TASK BRIEF: Change every "positive clicks" in the data to "include points" and leave everything else as it is.

INPUT DATA:
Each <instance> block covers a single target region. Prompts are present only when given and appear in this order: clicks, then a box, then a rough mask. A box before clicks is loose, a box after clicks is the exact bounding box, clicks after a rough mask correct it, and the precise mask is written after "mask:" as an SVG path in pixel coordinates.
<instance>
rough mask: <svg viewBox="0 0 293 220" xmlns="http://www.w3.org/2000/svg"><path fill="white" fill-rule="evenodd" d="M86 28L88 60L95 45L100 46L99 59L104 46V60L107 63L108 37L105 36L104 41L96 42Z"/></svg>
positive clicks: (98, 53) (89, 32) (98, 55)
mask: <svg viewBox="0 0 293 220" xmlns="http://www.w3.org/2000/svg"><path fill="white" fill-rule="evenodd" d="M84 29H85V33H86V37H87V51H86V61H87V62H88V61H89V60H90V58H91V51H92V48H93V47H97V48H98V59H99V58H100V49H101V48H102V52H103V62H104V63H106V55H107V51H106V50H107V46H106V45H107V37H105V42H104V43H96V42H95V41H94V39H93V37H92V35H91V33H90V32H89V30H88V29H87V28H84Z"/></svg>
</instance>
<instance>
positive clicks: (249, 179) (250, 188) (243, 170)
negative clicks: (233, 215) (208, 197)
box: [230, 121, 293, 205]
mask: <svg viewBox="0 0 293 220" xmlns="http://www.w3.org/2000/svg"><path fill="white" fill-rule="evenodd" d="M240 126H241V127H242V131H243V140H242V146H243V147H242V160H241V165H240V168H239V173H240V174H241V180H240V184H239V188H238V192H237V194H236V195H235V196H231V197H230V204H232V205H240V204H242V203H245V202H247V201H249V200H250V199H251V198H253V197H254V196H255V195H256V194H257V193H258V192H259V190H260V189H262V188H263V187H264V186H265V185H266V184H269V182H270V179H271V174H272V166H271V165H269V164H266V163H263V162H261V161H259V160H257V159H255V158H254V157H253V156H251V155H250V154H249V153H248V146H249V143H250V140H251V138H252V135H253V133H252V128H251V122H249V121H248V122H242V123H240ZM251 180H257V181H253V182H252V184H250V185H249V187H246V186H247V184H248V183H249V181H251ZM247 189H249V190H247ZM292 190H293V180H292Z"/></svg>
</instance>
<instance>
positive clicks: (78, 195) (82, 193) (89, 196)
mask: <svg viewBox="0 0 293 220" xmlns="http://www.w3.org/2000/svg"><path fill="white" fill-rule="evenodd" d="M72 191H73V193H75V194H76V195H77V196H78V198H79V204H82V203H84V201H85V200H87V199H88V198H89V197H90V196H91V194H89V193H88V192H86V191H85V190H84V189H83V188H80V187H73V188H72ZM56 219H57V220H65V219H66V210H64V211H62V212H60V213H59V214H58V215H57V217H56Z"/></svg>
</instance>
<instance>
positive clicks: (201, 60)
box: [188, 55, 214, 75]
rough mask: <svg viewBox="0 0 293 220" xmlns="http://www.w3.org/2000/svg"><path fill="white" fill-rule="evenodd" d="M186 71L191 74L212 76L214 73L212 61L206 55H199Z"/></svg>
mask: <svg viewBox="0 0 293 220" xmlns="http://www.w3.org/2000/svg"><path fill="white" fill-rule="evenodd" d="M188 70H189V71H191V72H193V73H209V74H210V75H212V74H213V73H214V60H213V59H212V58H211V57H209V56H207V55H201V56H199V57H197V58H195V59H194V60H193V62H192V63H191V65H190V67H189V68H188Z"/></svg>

RESULT BELOW:
Each <instance> block covers a single target region. Prompts are present only when given and appear in this order: clicks, then a box, then a rough mask. A box before clicks is loose, a box after clicks is the exact bounding box, clicks after a rough mask correct it, and the precise mask is written after "mask:" as an SVG path in pixel coordinates.
<instance>
rough mask: <svg viewBox="0 0 293 220" xmlns="http://www.w3.org/2000/svg"><path fill="white" fill-rule="evenodd" d="M86 28L88 60L95 45L100 46L99 59L104 46V60L107 63L108 37L105 36L104 41L96 42Z"/></svg>
include points: (98, 53) (89, 32) (98, 55)
mask: <svg viewBox="0 0 293 220" xmlns="http://www.w3.org/2000/svg"><path fill="white" fill-rule="evenodd" d="M84 29H85V33H86V37H87V51H86V61H87V62H88V61H89V60H90V58H91V51H92V48H93V47H97V48H98V59H99V58H100V49H101V48H102V52H103V62H104V63H106V55H107V51H106V50H107V46H106V45H107V37H105V42H104V43H96V42H95V41H94V39H93V37H92V35H91V33H90V32H89V30H88V29H87V28H84Z"/></svg>
</instance>
<instance>
include points: (249, 179) (250, 188) (243, 170)
negative clicks: (233, 215) (208, 197)
box: [230, 121, 293, 205]
mask: <svg viewBox="0 0 293 220" xmlns="http://www.w3.org/2000/svg"><path fill="white" fill-rule="evenodd" d="M240 126H241V127H242V131H243V140H242V146H243V147H242V160H241V165H240V168H239V173H240V174H241V180H240V184H239V188H238V192H237V194H236V195H235V196H231V197H230V204H232V205H240V204H242V203H245V202H247V201H249V200H250V199H251V198H253V197H254V196H255V195H256V194H257V193H258V192H259V190H260V189H262V188H263V187H264V186H265V185H266V184H269V182H270V179H271V174H272V166H271V165H269V164H266V163H263V162H261V161H259V160H257V159H255V158H254V157H253V156H251V155H250V154H249V153H248V146H249V143H250V140H251V138H252V135H253V133H252V128H251V122H249V121H248V122H242V123H240ZM251 180H257V181H253V182H252V184H250V185H249V187H246V186H247V184H248V183H249V181H251ZM247 189H249V190H247ZM292 190H293V180H292Z"/></svg>
</instance>
<instance>
include points: (78, 195) (82, 193) (89, 196)
mask: <svg viewBox="0 0 293 220" xmlns="http://www.w3.org/2000/svg"><path fill="white" fill-rule="evenodd" d="M72 191H73V193H75V194H76V195H77V196H78V198H79V204H82V203H84V201H85V200H87V199H88V198H89V197H90V196H91V194H89V193H88V192H86V191H85V190H84V189H83V188H80V187H73V188H72ZM56 219H57V220H65V219H66V210H64V211H62V212H60V213H59V214H58V215H57V217H56Z"/></svg>
</instance>
<instance>
include points: (201, 60)
box: [188, 55, 214, 75]
rough mask: <svg viewBox="0 0 293 220" xmlns="http://www.w3.org/2000/svg"><path fill="white" fill-rule="evenodd" d="M186 71L191 74L212 76L214 73L212 61L206 55H199Z"/></svg>
mask: <svg viewBox="0 0 293 220" xmlns="http://www.w3.org/2000/svg"><path fill="white" fill-rule="evenodd" d="M188 70H189V71H191V72H193V73H209V74H210V75H212V74H213V73H214V60H213V59H212V58H211V57H209V56H207V55H201V56H199V57H197V58H195V59H194V60H193V62H192V63H191V65H190V67H189V68H188Z"/></svg>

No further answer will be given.